PROBLEM TO SOLVE = Copy out, word for word, everything in the records below from the line containing "Target — metal fence" down to the line containing "column 897, row 508", keeping both of those lines.

GIVEN RECORDS =
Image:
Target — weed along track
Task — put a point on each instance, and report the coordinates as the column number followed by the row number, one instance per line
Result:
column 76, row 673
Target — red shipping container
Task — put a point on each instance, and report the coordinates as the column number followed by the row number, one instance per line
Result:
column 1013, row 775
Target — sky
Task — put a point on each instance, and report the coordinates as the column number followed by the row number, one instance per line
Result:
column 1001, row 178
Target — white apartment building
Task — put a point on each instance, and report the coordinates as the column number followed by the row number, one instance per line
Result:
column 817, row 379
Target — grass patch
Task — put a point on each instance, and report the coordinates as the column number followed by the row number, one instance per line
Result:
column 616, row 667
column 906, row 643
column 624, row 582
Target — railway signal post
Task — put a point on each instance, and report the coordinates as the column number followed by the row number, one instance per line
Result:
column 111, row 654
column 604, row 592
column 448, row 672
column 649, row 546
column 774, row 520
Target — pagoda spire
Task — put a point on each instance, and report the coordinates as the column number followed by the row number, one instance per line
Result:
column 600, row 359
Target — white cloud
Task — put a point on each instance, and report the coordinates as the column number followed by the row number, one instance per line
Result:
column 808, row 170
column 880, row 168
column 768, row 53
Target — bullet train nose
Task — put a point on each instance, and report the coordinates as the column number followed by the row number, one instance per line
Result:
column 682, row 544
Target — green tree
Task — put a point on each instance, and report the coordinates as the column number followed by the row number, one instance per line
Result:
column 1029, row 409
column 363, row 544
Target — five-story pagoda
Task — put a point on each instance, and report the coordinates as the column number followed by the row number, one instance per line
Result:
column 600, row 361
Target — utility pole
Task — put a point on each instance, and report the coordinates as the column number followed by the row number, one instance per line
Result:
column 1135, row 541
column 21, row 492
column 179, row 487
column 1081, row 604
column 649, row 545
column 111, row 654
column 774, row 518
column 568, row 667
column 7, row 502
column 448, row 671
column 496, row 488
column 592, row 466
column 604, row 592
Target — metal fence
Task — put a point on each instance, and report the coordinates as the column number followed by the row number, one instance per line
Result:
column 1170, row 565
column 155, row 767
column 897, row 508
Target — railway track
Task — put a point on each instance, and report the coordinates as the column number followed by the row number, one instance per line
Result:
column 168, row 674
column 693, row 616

ANSWER IN FULL =
Target — metal fence
Task — put a point on each instance, and report the coordinates as the column number followed by the row number, one instance per line
Result:
column 1170, row 565
column 155, row 767
column 897, row 508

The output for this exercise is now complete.